(Beginning of Exercise input)

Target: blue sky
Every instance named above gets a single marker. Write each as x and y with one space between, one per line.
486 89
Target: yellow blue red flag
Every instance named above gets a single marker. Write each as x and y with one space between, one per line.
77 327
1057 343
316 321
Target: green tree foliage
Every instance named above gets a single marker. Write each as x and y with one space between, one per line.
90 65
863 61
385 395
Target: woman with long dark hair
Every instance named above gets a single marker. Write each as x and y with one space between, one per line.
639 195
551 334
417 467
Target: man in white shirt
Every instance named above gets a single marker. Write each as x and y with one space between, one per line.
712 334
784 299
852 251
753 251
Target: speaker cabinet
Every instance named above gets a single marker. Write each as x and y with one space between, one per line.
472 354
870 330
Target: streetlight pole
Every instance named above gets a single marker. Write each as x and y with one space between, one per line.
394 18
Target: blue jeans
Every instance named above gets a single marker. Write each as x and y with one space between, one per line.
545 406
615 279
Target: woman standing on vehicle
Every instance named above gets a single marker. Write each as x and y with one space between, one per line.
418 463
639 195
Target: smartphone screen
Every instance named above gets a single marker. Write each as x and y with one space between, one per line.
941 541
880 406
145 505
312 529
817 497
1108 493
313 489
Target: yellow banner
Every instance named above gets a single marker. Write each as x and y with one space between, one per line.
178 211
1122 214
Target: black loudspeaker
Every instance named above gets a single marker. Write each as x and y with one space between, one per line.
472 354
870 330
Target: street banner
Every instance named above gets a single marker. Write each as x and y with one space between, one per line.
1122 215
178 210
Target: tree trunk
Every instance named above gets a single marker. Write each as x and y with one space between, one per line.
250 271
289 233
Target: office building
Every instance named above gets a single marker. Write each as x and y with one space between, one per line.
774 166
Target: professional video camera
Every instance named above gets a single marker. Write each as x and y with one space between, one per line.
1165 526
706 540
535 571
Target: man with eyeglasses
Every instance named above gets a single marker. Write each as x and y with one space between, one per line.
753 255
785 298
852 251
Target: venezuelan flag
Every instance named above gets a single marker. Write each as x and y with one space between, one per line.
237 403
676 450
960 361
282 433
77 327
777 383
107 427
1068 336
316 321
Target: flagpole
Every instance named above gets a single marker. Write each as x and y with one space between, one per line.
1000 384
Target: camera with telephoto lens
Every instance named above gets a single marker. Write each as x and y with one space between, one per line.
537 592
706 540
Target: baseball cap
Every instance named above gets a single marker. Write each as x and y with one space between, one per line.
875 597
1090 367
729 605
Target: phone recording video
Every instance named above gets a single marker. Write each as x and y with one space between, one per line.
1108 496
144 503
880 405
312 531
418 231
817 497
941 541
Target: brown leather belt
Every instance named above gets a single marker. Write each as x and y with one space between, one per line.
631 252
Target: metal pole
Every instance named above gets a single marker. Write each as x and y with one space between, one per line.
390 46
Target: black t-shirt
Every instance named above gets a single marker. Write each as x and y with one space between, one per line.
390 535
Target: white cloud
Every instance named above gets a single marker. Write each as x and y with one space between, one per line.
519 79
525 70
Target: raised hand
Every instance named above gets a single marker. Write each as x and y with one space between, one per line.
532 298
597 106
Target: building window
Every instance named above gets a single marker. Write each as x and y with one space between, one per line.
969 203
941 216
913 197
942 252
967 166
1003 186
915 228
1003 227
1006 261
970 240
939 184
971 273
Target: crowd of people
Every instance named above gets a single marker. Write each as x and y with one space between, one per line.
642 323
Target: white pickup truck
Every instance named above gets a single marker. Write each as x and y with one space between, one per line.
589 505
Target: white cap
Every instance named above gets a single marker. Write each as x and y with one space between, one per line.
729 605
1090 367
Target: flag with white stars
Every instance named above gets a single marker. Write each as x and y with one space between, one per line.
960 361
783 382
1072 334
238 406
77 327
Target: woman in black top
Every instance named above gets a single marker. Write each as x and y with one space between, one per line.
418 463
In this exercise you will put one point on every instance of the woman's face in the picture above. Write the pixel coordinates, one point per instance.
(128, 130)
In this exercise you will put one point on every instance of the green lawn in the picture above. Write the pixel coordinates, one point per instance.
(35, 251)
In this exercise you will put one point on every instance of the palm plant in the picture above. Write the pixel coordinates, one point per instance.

(End of Exercise input)

What the task asks
If a line in the records above has the word "black", copy it out.

Response
Target: black loudspeaker
Target: black t-shirt
Target: woman in black top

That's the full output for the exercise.